§ INSTRUÇÃO: Com base no trecho sobre Radjha Ali, explique em uma a três frases por que ele não cantava o ano inteiro no Fatima's Backpackers, no Tofo.

Radjha Ali e os seus temperos de Nampula

Texto: Leonel Matusse Jr.

Foto: Mauro Pinto

Edição 72 Mar/Abr | Download.

Radjha Ali e os seus temperos de Nampula

As raízes da música de Radjha encontram-se em Nampula, mas também mistura mapiko e xigubo

Os corredores do Fatima’s Backpackers, instalado na praia do Tofo, estão perfumados pelos aromas da cozinha do Chef transportados pelo vento. Mas o que chama atenção de Paulo Borges, engenheiro de som e proprietário do Gil Vicente Café Bar, é a voz que canta com temperos árabes do litoral da Ilha de Moçambique.

“É o Radjha Ali”, responde já habituada a pergunta Fátima Vieira, proprietária do Backpacker e do Restaurante Café Centenário, na Marginal de Maputo, onde Radjha trabalhava o ano inteiro. Tofo era quando a demanda exigisse.

“O Paulo convidou-me aos jam sessions do Gil Vicente”, recorda, de costas para o palco da Sala Grande do Centro Cultural Franco-Moçambicano (CCFM), em Maputo. No dia seguinte, abriria a temporada deste ano.

§ LINHAS DE DADOS:
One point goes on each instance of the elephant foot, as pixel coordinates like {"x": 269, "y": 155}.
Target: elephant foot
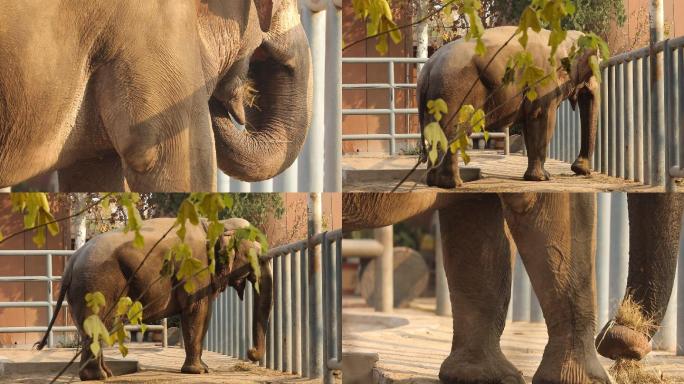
{"x": 581, "y": 166}
{"x": 195, "y": 368}
{"x": 464, "y": 367}
{"x": 620, "y": 342}
{"x": 537, "y": 174}
{"x": 562, "y": 366}
{"x": 93, "y": 371}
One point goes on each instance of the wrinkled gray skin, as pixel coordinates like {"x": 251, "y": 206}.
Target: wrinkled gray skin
{"x": 453, "y": 69}
{"x": 137, "y": 94}
{"x": 106, "y": 262}
{"x": 554, "y": 234}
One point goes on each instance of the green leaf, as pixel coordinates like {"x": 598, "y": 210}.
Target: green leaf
{"x": 96, "y": 330}
{"x": 94, "y": 301}
{"x": 436, "y": 139}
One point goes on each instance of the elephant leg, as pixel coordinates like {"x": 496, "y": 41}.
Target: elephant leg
{"x": 654, "y": 229}
{"x": 537, "y": 133}
{"x": 193, "y": 323}
{"x": 160, "y": 127}
{"x": 554, "y": 233}
{"x": 94, "y": 175}
{"x": 589, "y": 100}
{"x": 478, "y": 272}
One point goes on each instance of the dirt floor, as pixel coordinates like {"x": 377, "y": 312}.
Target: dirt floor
{"x": 499, "y": 174}
{"x": 157, "y": 365}
{"x": 413, "y": 342}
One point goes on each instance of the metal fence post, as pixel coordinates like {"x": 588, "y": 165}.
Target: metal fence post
{"x": 603, "y": 257}
{"x": 443, "y": 307}
{"x": 619, "y": 248}
{"x": 628, "y": 102}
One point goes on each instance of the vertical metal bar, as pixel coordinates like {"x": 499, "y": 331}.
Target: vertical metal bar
{"x": 603, "y": 257}
{"x": 393, "y": 117}
{"x": 620, "y": 119}
{"x": 648, "y": 141}
{"x": 628, "y": 147}
{"x": 443, "y": 307}
{"x": 619, "y": 248}
{"x": 612, "y": 123}
{"x": 669, "y": 115}
{"x": 48, "y": 273}
{"x": 316, "y": 291}
{"x": 306, "y": 320}
{"x": 639, "y": 120}
{"x": 297, "y": 310}
{"x": 286, "y": 275}
{"x": 603, "y": 149}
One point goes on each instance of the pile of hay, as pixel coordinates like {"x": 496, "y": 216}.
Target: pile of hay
{"x": 626, "y": 371}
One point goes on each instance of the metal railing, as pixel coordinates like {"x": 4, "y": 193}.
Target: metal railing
{"x": 392, "y": 111}
{"x": 640, "y": 118}
{"x": 298, "y": 340}
{"x": 49, "y": 302}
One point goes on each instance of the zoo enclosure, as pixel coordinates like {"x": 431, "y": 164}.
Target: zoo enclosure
{"x": 393, "y": 112}
{"x": 305, "y": 331}
{"x": 48, "y": 278}
{"x": 640, "y": 117}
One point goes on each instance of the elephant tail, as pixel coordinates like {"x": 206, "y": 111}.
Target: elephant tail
{"x": 66, "y": 282}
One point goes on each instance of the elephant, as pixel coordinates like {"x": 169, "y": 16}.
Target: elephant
{"x": 109, "y": 260}
{"x": 145, "y": 95}
{"x": 555, "y": 236}
{"x": 455, "y": 67}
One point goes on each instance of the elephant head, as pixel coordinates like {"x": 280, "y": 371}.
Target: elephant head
{"x": 269, "y": 92}
{"x": 263, "y": 298}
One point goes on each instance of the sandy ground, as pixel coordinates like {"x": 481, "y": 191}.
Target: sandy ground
{"x": 500, "y": 174}
{"x": 157, "y": 365}
{"x": 413, "y": 342}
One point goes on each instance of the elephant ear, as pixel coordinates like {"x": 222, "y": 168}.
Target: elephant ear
{"x": 266, "y": 9}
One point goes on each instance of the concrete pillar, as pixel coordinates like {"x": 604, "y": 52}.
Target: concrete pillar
{"x": 422, "y": 33}
{"x": 333, "y": 98}
{"x": 619, "y": 249}
{"x": 603, "y": 258}
{"x": 441, "y": 286}
{"x": 521, "y": 291}
{"x": 311, "y": 161}
{"x": 384, "y": 271}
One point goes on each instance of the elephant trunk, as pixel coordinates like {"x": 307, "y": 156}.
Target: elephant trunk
{"x": 373, "y": 210}
{"x": 263, "y": 302}
{"x": 654, "y": 229}
{"x": 278, "y": 120}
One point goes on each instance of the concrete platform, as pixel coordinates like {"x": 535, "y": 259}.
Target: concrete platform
{"x": 412, "y": 343}
{"x": 380, "y": 173}
{"x": 155, "y": 365}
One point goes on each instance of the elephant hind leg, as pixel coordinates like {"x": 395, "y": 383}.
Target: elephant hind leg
{"x": 479, "y": 277}
{"x": 554, "y": 233}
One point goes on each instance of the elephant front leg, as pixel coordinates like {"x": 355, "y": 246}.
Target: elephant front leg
{"x": 654, "y": 229}
{"x": 94, "y": 175}
{"x": 537, "y": 132}
{"x": 478, "y": 272}
{"x": 589, "y": 100}
{"x": 555, "y": 236}
{"x": 194, "y": 320}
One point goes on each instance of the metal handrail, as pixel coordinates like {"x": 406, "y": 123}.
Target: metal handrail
{"x": 49, "y": 278}
{"x": 292, "y": 335}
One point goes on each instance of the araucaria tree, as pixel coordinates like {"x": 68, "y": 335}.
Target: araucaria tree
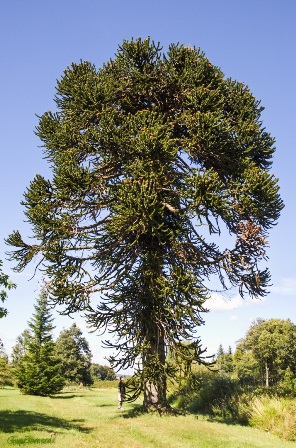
{"x": 152, "y": 157}
{"x": 38, "y": 370}
{"x": 7, "y": 284}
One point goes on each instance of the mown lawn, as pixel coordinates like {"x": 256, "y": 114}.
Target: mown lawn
{"x": 90, "y": 418}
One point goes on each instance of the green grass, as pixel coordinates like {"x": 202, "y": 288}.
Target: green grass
{"x": 90, "y": 418}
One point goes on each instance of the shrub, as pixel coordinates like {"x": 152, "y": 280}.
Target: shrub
{"x": 275, "y": 415}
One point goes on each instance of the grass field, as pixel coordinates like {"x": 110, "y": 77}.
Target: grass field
{"x": 90, "y": 418}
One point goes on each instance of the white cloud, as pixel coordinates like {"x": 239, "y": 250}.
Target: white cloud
{"x": 287, "y": 287}
{"x": 218, "y": 302}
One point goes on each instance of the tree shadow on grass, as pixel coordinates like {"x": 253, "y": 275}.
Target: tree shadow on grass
{"x": 136, "y": 411}
{"x": 11, "y": 421}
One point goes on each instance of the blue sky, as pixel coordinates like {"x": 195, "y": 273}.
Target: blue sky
{"x": 252, "y": 41}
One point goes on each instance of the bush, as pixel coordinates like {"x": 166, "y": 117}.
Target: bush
{"x": 275, "y": 415}
{"x": 210, "y": 393}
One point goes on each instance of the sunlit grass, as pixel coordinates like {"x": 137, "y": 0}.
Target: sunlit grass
{"x": 90, "y": 418}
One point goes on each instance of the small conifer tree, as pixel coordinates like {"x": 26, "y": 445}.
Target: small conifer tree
{"x": 38, "y": 371}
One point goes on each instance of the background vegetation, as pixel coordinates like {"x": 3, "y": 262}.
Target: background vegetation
{"x": 89, "y": 418}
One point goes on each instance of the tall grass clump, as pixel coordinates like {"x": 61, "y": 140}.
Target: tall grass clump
{"x": 209, "y": 393}
{"x": 274, "y": 414}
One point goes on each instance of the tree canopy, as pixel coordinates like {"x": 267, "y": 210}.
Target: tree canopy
{"x": 153, "y": 156}
{"x": 7, "y": 284}
{"x": 271, "y": 345}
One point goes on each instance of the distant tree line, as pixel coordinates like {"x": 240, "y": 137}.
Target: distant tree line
{"x": 42, "y": 366}
{"x": 265, "y": 357}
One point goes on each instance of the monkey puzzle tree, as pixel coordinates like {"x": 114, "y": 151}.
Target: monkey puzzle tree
{"x": 152, "y": 156}
{"x": 7, "y": 284}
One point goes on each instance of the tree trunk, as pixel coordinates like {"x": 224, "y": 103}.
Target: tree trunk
{"x": 266, "y": 375}
{"x": 155, "y": 391}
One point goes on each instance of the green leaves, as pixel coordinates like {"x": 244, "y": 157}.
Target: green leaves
{"x": 153, "y": 157}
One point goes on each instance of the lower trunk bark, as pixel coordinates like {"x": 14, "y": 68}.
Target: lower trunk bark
{"x": 155, "y": 389}
{"x": 266, "y": 375}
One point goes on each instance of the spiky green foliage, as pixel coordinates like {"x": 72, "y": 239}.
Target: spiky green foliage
{"x": 38, "y": 371}
{"x": 152, "y": 156}
{"x": 74, "y": 354}
{"x": 7, "y": 284}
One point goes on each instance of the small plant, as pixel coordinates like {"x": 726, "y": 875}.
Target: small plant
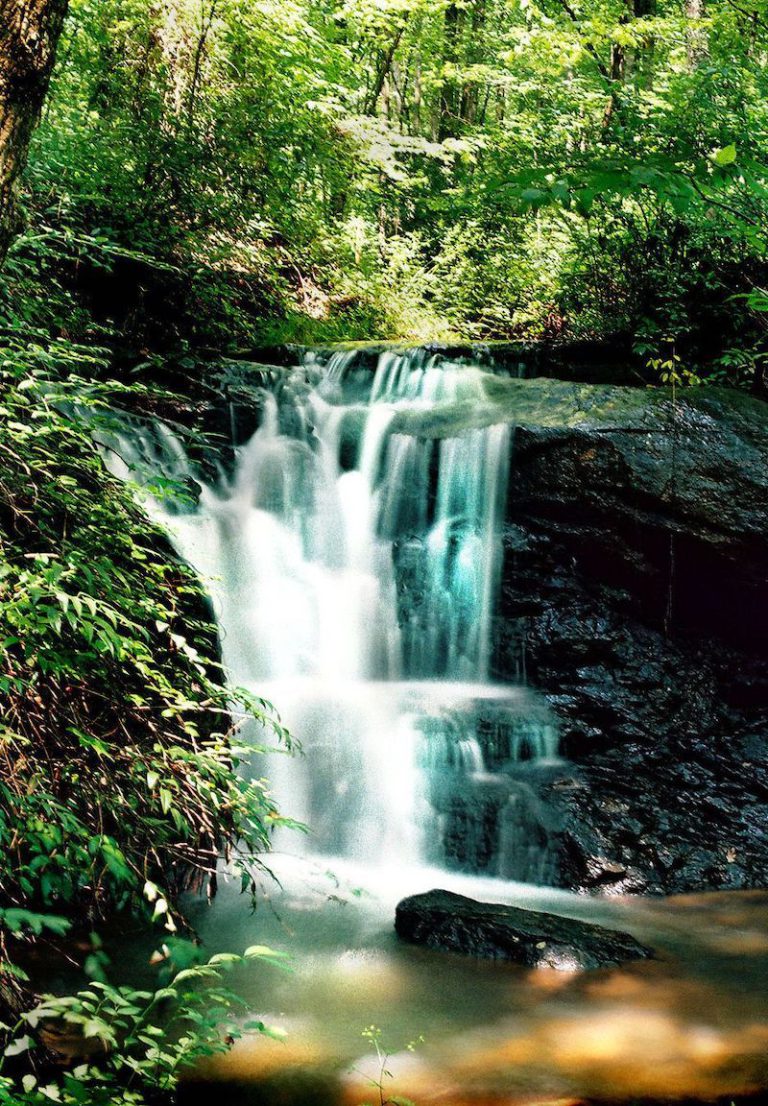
{"x": 373, "y": 1035}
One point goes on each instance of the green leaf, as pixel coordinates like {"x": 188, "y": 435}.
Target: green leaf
{"x": 726, "y": 155}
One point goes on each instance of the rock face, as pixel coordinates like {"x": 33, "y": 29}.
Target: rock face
{"x": 635, "y": 596}
{"x": 443, "y": 920}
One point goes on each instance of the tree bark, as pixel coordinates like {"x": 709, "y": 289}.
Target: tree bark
{"x": 29, "y": 35}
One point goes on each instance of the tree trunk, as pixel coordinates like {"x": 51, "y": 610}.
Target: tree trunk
{"x": 696, "y": 40}
{"x": 29, "y": 34}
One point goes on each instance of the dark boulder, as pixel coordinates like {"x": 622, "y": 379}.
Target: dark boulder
{"x": 635, "y": 597}
{"x": 493, "y": 931}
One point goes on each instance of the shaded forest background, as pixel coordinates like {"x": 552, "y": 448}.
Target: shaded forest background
{"x": 222, "y": 173}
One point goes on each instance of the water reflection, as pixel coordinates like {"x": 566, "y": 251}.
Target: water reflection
{"x": 692, "y": 1023}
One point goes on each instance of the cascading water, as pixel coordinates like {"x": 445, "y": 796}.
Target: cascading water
{"x": 354, "y": 563}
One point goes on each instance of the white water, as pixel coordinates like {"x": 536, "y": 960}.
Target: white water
{"x": 354, "y": 572}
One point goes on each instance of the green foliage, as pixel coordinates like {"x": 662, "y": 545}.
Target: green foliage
{"x": 374, "y": 1036}
{"x": 238, "y": 171}
{"x": 122, "y": 781}
{"x": 139, "y": 1042}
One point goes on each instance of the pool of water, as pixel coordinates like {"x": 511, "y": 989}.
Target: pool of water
{"x": 692, "y": 1023}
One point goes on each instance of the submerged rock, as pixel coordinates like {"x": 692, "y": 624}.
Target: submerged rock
{"x": 494, "y": 931}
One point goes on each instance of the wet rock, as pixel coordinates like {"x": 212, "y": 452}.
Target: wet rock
{"x": 635, "y": 587}
{"x": 444, "y": 920}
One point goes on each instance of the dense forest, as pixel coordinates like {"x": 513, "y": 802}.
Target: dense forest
{"x": 207, "y": 176}
{"x": 313, "y": 171}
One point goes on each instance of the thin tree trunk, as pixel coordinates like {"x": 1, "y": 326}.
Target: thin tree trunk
{"x": 29, "y": 35}
{"x": 696, "y": 40}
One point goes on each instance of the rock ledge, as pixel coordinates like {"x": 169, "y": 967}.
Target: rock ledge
{"x": 440, "y": 919}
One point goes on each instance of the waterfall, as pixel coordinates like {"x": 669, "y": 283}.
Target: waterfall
{"x": 354, "y": 567}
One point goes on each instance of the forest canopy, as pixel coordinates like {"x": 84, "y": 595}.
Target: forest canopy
{"x": 312, "y": 170}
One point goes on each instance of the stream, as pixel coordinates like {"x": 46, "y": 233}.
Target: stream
{"x": 353, "y": 555}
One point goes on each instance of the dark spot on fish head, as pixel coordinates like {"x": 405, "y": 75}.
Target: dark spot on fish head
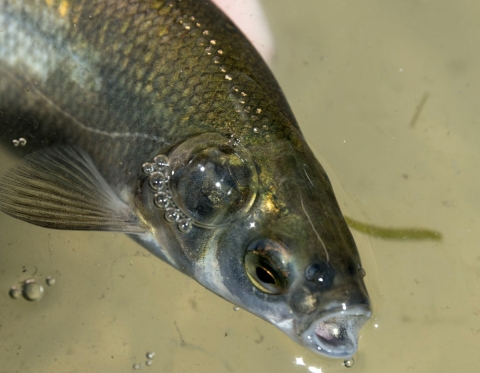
{"x": 321, "y": 273}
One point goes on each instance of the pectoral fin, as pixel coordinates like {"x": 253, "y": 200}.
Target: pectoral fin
{"x": 60, "y": 187}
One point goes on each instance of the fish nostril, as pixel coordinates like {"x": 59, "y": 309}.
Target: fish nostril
{"x": 322, "y": 273}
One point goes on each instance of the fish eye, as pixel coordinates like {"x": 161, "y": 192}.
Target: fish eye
{"x": 266, "y": 266}
{"x": 214, "y": 180}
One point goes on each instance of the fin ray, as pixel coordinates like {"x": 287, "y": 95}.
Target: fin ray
{"x": 60, "y": 187}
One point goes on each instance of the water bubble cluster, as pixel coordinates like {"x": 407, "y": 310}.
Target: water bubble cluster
{"x": 30, "y": 289}
{"x": 159, "y": 175}
{"x": 150, "y": 355}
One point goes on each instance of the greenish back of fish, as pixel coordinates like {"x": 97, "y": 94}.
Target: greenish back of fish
{"x": 160, "y": 120}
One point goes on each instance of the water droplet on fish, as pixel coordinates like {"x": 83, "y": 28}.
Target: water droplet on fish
{"x": 148, "y": 168}
{"x": 171, "y": 214}
{"x": 157, "y": 180}
{"x": 162, "y": 200}
{"x": 185, "y": 225}
{"x": 32, "y": 290}
{"x": 161, "y": 162}
{"x": 349, "y": 362}
{"x": 15, "y": 292}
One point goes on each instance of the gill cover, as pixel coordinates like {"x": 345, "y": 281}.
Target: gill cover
{"x": 208, "y": 180}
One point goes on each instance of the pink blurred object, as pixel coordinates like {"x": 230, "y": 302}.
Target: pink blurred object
{"x": 248, "y": 15}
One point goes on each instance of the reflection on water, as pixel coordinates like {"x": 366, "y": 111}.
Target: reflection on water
{"x": 355, "y": 74}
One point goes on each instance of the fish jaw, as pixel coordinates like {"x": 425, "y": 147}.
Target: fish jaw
{"x": 335, "y": 333}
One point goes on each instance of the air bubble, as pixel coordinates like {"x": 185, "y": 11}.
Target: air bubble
{"x": 161, "y": 162}
{"x": 162, "y": 200}
{"x": 148, "y": 168}
{"x": 21, "y": 141}
{"x": 185, "y": 225}
{"x": 171, "y": 214}
{"x": 15, "y": 292}
{"x": 32, "y": 290}
{"x": 50, "y": 281}
{"x": 157, "y": 180}
{"x": 349, "y": 362}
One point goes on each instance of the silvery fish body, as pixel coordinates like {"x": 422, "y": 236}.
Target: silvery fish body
{"x": 160, "y": 120}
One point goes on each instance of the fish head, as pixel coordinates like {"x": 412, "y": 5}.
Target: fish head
{"x": 267, "y": 234}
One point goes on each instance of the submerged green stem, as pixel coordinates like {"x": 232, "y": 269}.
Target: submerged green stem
{"x": 394, "y": 233}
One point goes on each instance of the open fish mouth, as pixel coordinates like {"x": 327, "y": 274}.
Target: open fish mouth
{"x": 336, "y": 333}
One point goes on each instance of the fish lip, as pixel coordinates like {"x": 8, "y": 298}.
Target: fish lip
{"x": 335, "y": 333}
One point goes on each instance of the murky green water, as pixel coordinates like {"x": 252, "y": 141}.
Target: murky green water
{"x": 386, "y": 93}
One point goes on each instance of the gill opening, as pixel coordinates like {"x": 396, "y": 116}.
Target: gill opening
{"x": 318, "y": 236}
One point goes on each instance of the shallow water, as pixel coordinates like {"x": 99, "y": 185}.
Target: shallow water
{"x": 356, "y": 74}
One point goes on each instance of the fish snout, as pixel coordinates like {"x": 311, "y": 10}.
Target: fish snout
{"x": 335, "y": 333}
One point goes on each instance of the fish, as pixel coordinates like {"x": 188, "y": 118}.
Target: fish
{"x": 159, "y": 119}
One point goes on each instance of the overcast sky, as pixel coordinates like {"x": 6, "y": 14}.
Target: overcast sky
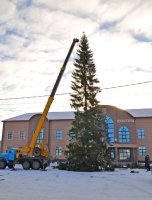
{"x": 35, "y": 36}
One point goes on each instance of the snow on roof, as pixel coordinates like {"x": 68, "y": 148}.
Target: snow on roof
{"x": 145, "y": 112}
{"x": 50, "y": 116}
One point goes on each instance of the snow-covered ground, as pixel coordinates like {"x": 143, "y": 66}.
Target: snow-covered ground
{"x": 56, "y": 184}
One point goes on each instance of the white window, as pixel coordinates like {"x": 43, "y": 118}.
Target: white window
{"x": 58, "y": 151}
{"x": 9, "y": 135}
{"x": 142, "y": 151}
{"x": 58, "y": 134}
{"x": 22, "y": 135}
{"x": 141, "y": 133}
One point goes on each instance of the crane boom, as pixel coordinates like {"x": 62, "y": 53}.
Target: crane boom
{"x": 40, "y": 125}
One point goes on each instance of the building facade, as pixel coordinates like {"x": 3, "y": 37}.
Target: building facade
{"x": 129, "y": 133}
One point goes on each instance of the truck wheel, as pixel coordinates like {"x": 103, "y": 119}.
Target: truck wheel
{"x": 37, "y": 151}
{"x": 10, "y": 166}
{"x": 2, "y": 164}
{"x": 26, "y": 165}
{"x": 36, "y": 165}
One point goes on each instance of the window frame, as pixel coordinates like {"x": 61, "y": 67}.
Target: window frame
{"x": 10, "y": 135}
{"x": 59, "y": 134}
{"x": 141, "y": 133}
{"x": 125, "y": 135}
{"x": 58, "y": 151}
{"x": 124, "y": 152}
{"x": 22, "y": 135}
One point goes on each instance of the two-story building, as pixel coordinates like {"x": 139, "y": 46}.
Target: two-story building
{"x": 129, "y": 132}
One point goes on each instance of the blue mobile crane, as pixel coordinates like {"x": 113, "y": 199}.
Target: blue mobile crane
{"x": 33, "y": 156}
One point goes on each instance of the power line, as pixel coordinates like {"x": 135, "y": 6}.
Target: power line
{"x": 114, "y": 87}
{"x": 126, "y": 85}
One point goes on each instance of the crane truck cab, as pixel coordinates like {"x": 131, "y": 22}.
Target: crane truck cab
{"x": 8, "y": 159}
{"x": 32, "y": 156}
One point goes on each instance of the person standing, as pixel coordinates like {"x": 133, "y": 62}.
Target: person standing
{"x": 147, "y": 162}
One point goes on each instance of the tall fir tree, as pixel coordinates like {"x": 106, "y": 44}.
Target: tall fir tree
{"x": 88, "y": 150}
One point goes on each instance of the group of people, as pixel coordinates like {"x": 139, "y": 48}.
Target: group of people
{"x": 147, "y": 162}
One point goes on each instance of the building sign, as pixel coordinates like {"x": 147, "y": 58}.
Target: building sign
{"x": 125, "y": 120}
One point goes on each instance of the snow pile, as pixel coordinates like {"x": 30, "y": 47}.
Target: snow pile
{"x": 55, "y": 184}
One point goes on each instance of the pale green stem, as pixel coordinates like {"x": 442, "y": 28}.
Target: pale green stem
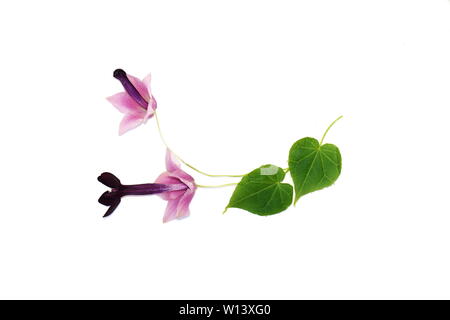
{"x": 329, "y": 127}
{"x": 187, "y": 164}
{"x": 216, "y": 186}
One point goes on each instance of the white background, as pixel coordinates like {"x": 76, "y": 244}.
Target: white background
{"x": 237, "y": 82}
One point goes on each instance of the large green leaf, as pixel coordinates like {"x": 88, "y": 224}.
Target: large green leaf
{"x": 261, "y": 192}
{"x": 313, "y": 166}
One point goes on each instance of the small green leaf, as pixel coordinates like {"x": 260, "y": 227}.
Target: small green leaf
{"x": 261, "y": 192}
{"x": 313, "y": 166}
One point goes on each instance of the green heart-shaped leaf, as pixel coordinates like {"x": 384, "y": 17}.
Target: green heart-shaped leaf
{"x": 313, "y": 166}
{"x": 261, "y": 192}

§ RESPOSTA COMPLETA: Radjha trabalhava o ano inteiro no Restaurante Café Centenário, na Marginal de Maputo. Ele só ia ao Tofo quando a demanda exigia.